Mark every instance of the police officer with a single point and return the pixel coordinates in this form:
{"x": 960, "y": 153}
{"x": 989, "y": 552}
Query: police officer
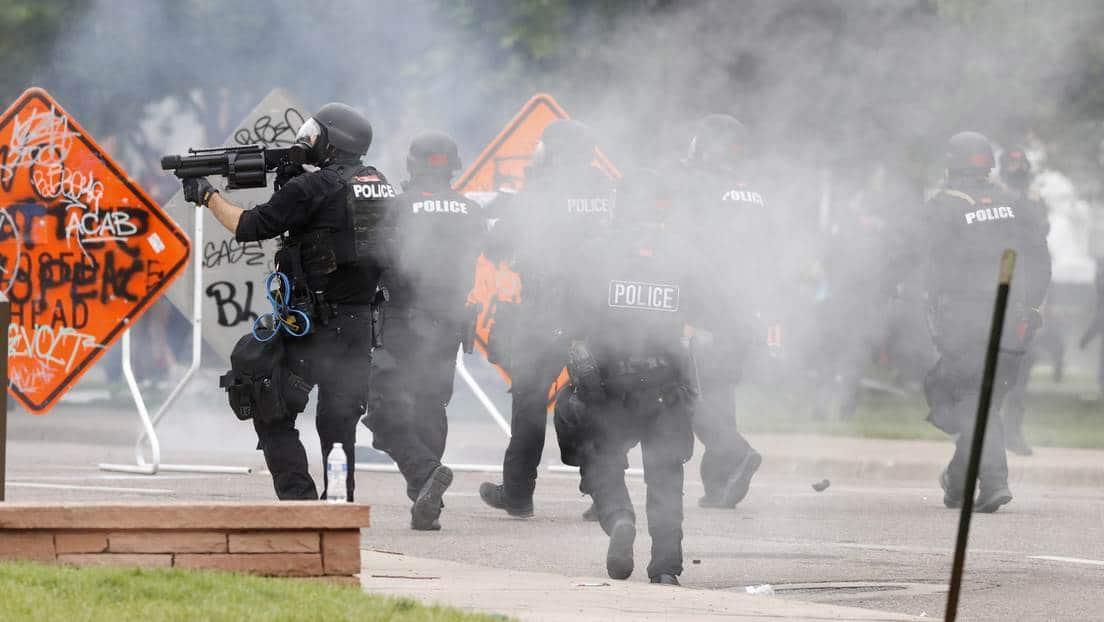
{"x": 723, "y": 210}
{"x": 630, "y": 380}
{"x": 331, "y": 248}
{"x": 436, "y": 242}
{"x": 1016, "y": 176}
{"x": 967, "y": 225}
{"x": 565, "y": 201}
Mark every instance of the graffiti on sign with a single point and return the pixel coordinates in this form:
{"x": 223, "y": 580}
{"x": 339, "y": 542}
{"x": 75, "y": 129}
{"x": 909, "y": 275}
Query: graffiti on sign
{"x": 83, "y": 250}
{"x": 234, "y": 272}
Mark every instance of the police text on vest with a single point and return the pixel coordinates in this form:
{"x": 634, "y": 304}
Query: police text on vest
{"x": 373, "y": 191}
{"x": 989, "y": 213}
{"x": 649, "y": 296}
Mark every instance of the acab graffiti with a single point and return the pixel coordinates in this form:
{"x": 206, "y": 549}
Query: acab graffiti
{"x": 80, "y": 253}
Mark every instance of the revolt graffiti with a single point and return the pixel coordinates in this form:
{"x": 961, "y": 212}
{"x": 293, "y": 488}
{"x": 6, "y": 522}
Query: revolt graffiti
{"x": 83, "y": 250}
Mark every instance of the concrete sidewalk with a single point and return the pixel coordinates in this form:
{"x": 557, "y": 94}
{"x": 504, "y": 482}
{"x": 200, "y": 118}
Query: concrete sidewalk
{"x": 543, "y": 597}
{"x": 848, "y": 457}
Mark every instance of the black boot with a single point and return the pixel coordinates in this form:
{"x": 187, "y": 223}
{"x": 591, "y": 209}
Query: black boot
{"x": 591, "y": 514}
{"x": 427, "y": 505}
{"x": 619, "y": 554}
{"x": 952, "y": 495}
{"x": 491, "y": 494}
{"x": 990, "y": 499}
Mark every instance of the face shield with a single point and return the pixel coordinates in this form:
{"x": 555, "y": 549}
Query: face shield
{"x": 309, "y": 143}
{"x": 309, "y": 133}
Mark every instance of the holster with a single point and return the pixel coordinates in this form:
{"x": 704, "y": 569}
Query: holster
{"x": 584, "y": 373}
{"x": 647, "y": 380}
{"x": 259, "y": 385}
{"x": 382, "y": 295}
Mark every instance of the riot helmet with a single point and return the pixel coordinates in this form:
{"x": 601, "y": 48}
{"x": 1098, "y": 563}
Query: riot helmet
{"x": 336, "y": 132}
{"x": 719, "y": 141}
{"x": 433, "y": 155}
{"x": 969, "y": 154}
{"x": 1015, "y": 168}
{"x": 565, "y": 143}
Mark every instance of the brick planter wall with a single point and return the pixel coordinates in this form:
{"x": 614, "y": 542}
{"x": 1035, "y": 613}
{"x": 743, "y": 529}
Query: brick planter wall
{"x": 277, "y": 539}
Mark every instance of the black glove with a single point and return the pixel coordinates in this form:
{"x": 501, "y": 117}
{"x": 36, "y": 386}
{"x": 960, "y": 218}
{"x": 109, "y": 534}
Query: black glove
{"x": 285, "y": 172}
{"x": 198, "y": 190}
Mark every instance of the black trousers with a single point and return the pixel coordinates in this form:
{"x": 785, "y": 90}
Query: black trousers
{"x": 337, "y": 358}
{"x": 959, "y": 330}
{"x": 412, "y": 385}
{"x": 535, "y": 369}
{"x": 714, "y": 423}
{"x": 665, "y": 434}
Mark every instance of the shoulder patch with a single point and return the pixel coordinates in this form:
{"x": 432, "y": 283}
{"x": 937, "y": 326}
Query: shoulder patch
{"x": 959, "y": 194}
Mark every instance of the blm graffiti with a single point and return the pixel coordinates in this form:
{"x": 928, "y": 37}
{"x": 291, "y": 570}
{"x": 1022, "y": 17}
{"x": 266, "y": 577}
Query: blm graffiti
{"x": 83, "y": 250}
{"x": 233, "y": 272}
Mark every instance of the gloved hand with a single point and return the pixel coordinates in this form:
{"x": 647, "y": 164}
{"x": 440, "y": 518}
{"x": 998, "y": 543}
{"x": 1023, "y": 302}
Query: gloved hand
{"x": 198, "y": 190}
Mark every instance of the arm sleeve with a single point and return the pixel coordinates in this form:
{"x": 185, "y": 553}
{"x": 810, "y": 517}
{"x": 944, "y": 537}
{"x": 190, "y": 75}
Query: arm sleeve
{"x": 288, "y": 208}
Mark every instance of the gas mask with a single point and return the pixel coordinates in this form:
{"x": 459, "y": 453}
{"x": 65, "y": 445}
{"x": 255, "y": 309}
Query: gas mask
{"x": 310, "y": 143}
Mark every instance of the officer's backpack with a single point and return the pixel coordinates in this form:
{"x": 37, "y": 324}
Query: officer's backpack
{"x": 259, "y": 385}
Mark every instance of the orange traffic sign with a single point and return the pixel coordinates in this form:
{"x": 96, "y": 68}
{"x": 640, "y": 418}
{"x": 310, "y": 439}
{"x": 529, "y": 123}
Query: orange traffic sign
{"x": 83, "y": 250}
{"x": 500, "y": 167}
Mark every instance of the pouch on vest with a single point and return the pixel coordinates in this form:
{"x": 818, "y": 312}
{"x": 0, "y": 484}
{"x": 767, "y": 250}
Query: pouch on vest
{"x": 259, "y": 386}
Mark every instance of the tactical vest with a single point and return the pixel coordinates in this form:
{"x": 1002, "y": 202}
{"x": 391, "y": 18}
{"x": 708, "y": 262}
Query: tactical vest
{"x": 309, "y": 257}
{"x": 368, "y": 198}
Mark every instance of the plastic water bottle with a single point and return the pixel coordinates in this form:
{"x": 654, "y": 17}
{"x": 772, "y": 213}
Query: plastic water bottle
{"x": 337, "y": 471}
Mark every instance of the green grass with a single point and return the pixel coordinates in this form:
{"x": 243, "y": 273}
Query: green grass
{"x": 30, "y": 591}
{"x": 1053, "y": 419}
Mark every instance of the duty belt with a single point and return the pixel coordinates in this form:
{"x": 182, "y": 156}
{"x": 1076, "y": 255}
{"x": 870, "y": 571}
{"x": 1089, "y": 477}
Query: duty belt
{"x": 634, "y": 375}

→ Stated task: Change every "with a single point" in the entries above to "with one point" and leave everything else unchanged. Give all the entries again without the pictures.

→ Solved problem:
Mark every instance of the police officer with one point and return the pixel coordinates in this form:
{"x": 960, "y": 153}
{"x": 989, "y": 552}
Query: police officer
{"x": 723, "y": 210}
{"x": 630, "y": 380}
{"x": 331, "y": 248}
{"x": 436, "y": 242}
{"x": 1016, "y": 176}
{"x": 967, "y": 225}
{"x": 565, "y": 201}
Mark every instance of the graffiti on sign with one point and return the pixel coordinates in this form:
{"x": 223, "y": 580}
{"x": 339, "y": 542}
{"x": 75, "y": 129}
{"x": 909, "y": 275}
Query: graffiti on sign
{"x": 83, "y": 250}
{"x": 234, "y": 272}
Mark every instance of the police text on vest with one point and return the pixel coordinates in this form:
{"x": 634, "y": 304}
Query: police text on vest
{"x": 373, "y": 191}
{"x": 989, "y": 213}
{"x": 649, "y": 296}
Mark every instance of the acab graffiti with one point and return the pixel coordinates in this form:
{"x": 206, "y": 549}
Query: acab graffiti
{"x": 80, "y": 253}
Mark every instance of the revolt graffiti with one point and return the pixel coordinates in this form:
{"x": 961, "y": 212}
{"x": 293, "y": 488}
{"x": 6, "y": 522}
Query: revolt graffiti
{"x": 83, "y": 250}
Mark every instance of the concrete sidewalk with one point and return the pixel coordinates in this form:
{"x": 557, "y": 94}
{"x": 504, "y": 482}
{"x": 200, "y": 118}
Query: concrete sidewalk
{"x": 543, "y": 597}
{"x": 848, "y": 457}
Mark every instance of the black boot with one point and return the pixel coordinates in this form:
{"x": 187, "y": 223}
{"x": 591, "y": 209}
Query: black boot
{"x": 591, "y": 514}
{"x": 427, "y": 505}
{"x": 619, "y": 554}
{"x": 952, "y": 495}
{"x": 491, "y": 494}
{"x": 990, "y": 499}
Mark every instance of the face shield with one point and return the pixel coordinates in this form:
{"x": 555, "y": 549}
Query: face shield
{"x": 309, "y": 143}
{"x": 309, "y": 133}
Mark every instance of the holster with one point and return the pixel coordinates in this form:
{"x": 704, "y": 569}
Query: holster
{"x": 584, "y": 373}
{"x": 647, "y": 380}
{"x": 259, "y": 385}
{"x": 382, "y": 295}
Mark every instance of the riot helmet with one point and return the pixel coordinates in this form:
{"x": 601, "y": 48}
{"x": 1098, "y": 563}
Query: riot helmet
{"x": 336, "y": 132}
{"x": 719, "y": 141}
{"x": 433, "y": 155}
{"x": 969, "y": 154}
{"x": 1015, "y": 168}
{"x": 565, "y": 143}
Mark every instance of the brick planter wall with one point and return the pixel coordinates in this form:
{"x": 614, "y": 542}
{"x": 1035, "y": 613}
{"x": 743, "y": 529}
Query: brick planter wall
{"x": 277, "y": 539}
Mark every instance of the black glove with one point and return the pixel coordinates in this form:
{"x": 501, "y": 117}
{"x": 36, "y": 386}
{"x": 960, "y": 218}
{"x": 109, "y": 534}
Query: black glove
{"x": 285, "y": 172}
{"x": 198, "y": 190}
Mark every instance of the black trousers with one point and return the pixel coordinates in this form:
{"x": 785, "y": 90}
Query: black trousers
{"x": 337, "y": 358}
{"x": 959, "y": 330}
{"x": 412, "y": 385}
{"x": 535, "y": 369}
{"x": 714, "y": 423}
{"x": 665, "y": 434}
Mark every instance of the shoulder patch with one point and return the pixel coordinates in this form:
{"x": 432, "y": 283}
{"x": 937, "y": 326}
Query: shoulder patch
{"x": 959, "y": 194}
Mark every instance of the blm graffiti with one point and return the pixel coordinates in this form:
{"x": 928, "y": 37}
{"x": 291, "y": 570}
{"x": 1022, "y": 17}
{"x": 266, "y": 577}
Query: blm graffiti
{"x": 83, "y": 250}
{"x": 233, "y": 272}
Mark every instance of the gloved hand with one point and return the pixel coordinates in this form:
{"x": 647, "y": 164}
{"x": 440, "y": 518}
{"x": 998, "y": 543}
{"x": 1023, "y": 302}
Query: gloved hand
{"x": 198, "y": 190}
Mark every instance of the arm sleeve with one point and return the pixel coordinates in this form:
{"x": 185, "y": 553}
{"x": 810, "y": 517}
{"x": 944, "y": 537}
{"x": 190, "y": 75}
Query: arm sleeve
{"x": 288, "y": 208}
Mark every instance of the gas mask with one point and return the pixel coordinates in this form:
{"x": 459, "y": 453}
{"x": 65, "y": 445}
{"x": 255, "y": 309}
Query: gas mask
{"x": 310, "y": 143}
Mark every instance of the officer's backpack with one point and return the pixel coordinates in this form:
{"x": 37, "y": 324}
Query: officer's backpack
{"x": 259, "y": 385}
Mark every instance of the orange traffic sign with one point and return the pixel coordinates in this form:
{"x": 96, "y": 68}
{"x": 640, "y": 418}
{"x": 310, "y": 439}
{"x": 529, "y": 123}
Query: orange traffic sign
{"x": 83, "y": 250}
{"x": 500, "y": 167}
Mark every instance of the pouch on vest with one point and return the pixel coordinates in this form:
{"x": 818, "y": 312}
{"x": 0, "y": 484}
{"x": 767, "y": 250}
Query: pouch on vest
{"x": 259, "y": 386}
Mark every instance of the tactical vest with one point and return the pixel coordinates in this form:
{"x": 1002, "y": 202}
{"x": 391, "y": 18}
{"x": 708, "y": 262}
Query: tactical vest
{"x": 309, "y": 257}
{"x": 368, "y": 198}
Mark every instance of the plastic water bottle with one point and return the pixel coordinates in this form:
{"x": 654, "y": 17}
{"x": 772, "y": 213}
Query: plastic water bottle
{"x": 337, "y": 471}
Mark every instance of the green grass with one point and return the pixel coordinates in this form:
{"x": 243, "y": 273}
Query: green grass
{"x": 30, "y": 591}
{"x": 1053, "y": 419}
Mark every instance of the duty belt with one point and return the pixel coordinates in this form:
{"x": 182, "y": 156}
{"x": 1076, "y": 255}
{"x": 870, "y": 571}
{"x": 1089, "y": 477}
Query: duty belt
{"x": 634, "y": 375}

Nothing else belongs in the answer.